## [Tasks to perform]
A - In the passage on the song "Picasso's Last Words (Drink to Me)," who doubted that McCartney could write a song about anything?
B - Carry on the passage about the song "Picasso's Last Words (Drink to Me)" from where it stops.

>> BEGIN Text block

"Picasso's Last Words (Drink to Me)" is a song by the British–American rock band Paul McCartney and Wings, released on their 1973 album Band on the Run. The longest track on the album, it was not released as a single. The song includes interpolations of "Jet" and "Mrs. Vandebilt," the second and fourth tracks on the album, respectively. Wings band member Denny Laine covered "Picasso's Last Words (Drink to Me)" in 2007 on his album Performs the Hits of Wings. An abbreviated performance of the song appears on the live album  Wings over America.

Writing
In an interview on British TV channel ITV1 for the program Wings: Band on the Run, to promote the November 2010 2×CD/2×DVD rerelease of the original album, McCartney says he was on vacation in Montego Bay, Jamaica where he "snuck" onto the set of the film Papillon where he met Dustin Hoffman and Steve McQueen. After a dinner with Hoffman, with McCartney playing around on guitar, Hoffman did not believe that McCartney could write a song "about anything", so Hoffman pulled out a magazine where they saw the story of the death of Pablo Picasso and his famous last words, "Drink to me, drink to my health. You know I can't drink anymore." McCartney created a demo of the song and lyrics on the spot, prompting Hoffman to exclaim to his wife: "look, he's doing it … he's doing it!"

>> END Text block
>> BEGIN Extracted data

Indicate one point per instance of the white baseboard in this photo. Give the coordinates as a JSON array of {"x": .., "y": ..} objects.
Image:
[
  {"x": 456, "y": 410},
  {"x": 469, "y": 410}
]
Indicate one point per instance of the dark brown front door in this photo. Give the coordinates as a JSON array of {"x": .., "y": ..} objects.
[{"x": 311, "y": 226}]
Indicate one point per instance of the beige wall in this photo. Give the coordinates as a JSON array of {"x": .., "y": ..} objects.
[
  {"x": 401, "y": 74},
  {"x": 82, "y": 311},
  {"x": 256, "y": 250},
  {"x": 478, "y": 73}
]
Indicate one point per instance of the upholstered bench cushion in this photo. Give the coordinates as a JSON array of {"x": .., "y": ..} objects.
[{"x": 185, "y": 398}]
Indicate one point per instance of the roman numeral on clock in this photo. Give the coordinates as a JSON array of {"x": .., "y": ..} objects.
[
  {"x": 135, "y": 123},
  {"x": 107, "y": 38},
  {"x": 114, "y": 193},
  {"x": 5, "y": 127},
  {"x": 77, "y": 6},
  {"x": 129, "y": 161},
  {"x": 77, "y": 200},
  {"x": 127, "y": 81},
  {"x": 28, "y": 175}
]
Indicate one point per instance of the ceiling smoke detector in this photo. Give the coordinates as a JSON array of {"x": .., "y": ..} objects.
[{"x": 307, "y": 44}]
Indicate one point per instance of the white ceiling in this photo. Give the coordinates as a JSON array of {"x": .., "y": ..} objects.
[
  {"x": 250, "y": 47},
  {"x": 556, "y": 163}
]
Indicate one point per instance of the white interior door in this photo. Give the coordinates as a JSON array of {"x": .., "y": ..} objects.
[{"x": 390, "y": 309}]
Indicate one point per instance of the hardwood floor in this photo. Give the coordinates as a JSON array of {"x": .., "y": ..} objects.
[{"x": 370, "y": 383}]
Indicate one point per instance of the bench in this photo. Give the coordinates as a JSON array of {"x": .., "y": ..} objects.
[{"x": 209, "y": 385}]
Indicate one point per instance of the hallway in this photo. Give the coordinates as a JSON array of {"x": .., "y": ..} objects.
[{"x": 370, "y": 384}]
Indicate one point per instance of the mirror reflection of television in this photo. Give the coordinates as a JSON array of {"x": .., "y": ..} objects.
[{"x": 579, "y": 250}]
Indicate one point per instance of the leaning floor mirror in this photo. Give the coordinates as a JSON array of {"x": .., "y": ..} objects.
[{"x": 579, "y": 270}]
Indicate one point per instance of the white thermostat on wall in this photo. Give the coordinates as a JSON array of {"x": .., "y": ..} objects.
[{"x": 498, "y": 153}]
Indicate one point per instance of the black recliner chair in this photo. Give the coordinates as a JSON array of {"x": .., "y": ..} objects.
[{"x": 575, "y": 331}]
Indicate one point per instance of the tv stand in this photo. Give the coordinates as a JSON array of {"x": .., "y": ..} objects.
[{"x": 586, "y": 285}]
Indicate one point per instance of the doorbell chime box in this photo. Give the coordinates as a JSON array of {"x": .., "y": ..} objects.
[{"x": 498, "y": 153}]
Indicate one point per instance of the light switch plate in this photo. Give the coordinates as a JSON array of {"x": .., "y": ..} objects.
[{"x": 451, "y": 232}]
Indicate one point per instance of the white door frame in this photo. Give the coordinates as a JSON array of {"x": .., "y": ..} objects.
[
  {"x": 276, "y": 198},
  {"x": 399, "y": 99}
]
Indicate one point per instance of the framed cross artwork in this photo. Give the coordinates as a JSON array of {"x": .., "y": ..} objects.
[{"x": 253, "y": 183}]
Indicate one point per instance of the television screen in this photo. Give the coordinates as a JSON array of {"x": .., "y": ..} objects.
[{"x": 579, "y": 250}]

>> END Extracted data

## [Outputs]
A - Dustin Hoffman

B -
Recording
While recording Band on the Run in Lagos, Nigeria, Wings were invited to former Cream drummer Ginger Baker's ARC Studios in the nearby suburb of Ikeja. While Baker insisted to McCartney that they should record the entire album there, McCartney was reluctant and agreed he would spend one day there. "Picasso's Last Words" was recorded during that time and Baker contributed by playing a tin can full of gravel.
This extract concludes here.